── Supplied data
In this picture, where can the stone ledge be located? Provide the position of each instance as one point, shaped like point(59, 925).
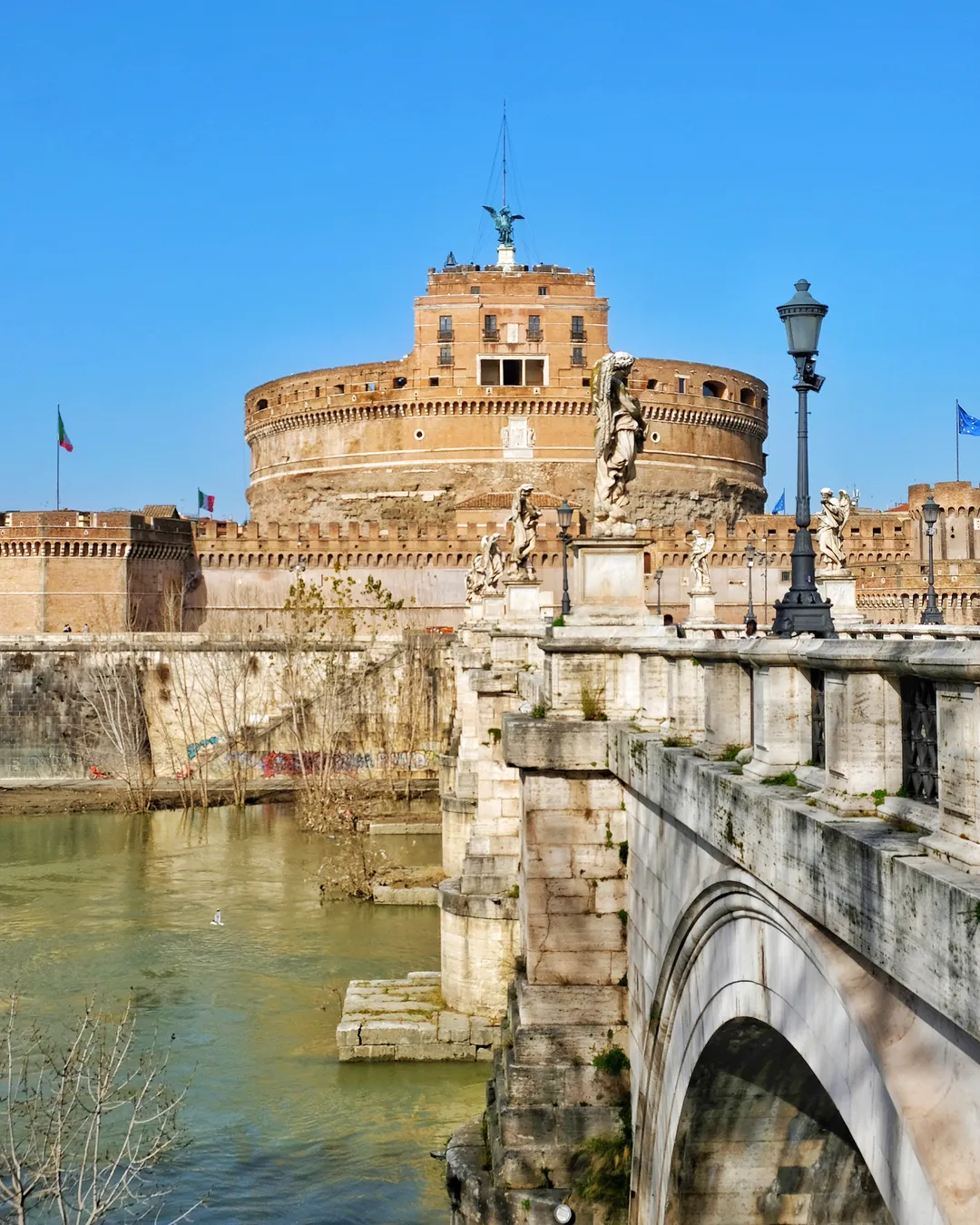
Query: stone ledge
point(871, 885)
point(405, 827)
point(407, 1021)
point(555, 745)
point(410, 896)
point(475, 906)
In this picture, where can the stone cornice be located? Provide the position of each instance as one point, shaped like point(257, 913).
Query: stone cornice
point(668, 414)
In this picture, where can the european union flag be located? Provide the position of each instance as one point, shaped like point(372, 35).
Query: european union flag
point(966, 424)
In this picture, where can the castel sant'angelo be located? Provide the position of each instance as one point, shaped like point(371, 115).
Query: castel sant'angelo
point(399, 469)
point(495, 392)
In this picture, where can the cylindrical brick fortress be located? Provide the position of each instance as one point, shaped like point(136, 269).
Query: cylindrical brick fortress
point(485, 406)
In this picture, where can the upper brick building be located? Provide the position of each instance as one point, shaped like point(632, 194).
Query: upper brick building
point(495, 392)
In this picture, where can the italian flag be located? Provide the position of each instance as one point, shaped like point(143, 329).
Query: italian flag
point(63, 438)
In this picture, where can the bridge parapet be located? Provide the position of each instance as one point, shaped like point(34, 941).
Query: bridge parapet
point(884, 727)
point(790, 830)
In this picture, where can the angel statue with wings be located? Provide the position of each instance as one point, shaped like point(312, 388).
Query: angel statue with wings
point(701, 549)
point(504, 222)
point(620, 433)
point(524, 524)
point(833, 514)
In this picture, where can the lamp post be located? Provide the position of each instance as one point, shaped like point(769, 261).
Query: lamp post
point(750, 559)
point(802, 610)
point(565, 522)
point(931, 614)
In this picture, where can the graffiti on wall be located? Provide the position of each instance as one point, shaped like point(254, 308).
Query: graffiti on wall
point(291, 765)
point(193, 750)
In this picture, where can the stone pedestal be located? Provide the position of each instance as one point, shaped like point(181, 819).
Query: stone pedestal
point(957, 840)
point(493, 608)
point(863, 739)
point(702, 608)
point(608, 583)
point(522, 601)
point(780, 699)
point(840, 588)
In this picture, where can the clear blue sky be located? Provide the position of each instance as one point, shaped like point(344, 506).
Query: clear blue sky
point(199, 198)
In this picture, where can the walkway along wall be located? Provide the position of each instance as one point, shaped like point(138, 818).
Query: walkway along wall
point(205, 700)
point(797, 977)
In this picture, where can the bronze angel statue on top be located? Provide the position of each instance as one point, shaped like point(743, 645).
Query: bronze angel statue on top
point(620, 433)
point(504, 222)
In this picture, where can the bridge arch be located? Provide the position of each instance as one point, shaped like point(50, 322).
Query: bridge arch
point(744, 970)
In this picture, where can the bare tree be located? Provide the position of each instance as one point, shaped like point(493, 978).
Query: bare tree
────
── Supplied data
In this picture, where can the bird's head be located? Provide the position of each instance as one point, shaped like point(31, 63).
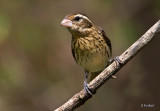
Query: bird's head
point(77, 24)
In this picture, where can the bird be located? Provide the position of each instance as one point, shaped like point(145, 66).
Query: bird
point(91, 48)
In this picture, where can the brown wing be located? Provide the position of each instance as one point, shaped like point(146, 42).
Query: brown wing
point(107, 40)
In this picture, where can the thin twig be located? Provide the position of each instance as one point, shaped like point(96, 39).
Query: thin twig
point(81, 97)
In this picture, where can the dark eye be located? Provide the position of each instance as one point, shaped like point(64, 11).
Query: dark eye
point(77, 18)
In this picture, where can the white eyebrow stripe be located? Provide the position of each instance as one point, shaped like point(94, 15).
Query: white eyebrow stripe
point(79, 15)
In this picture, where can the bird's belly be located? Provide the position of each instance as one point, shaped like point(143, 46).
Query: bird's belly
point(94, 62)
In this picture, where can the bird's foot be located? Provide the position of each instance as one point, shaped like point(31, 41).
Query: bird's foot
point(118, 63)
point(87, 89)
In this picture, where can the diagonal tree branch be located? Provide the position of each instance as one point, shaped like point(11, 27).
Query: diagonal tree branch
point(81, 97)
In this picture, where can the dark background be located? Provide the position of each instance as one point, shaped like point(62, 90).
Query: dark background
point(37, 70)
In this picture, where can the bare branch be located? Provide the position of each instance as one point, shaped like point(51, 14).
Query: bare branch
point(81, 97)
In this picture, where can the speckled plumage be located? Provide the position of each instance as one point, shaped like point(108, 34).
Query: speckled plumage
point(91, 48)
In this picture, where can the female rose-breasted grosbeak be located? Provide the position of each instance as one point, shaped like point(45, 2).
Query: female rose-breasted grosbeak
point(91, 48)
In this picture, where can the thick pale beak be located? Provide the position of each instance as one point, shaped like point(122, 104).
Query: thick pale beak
────
» **Task brief**: List each line of the listing that contains the string "statue". Matching is case-sensitive.

» **Problem solution**:
In this picture, where can the angel statue with wings be located? Provide the position of each instance as one point, shaped like point(312, 388).
Query: angel statue with wings
In this picture, where can the bronze angel statue on top be located? Provide the position of each instance as one point, shaped like point(743, 645).
Query: bronze angel statue on top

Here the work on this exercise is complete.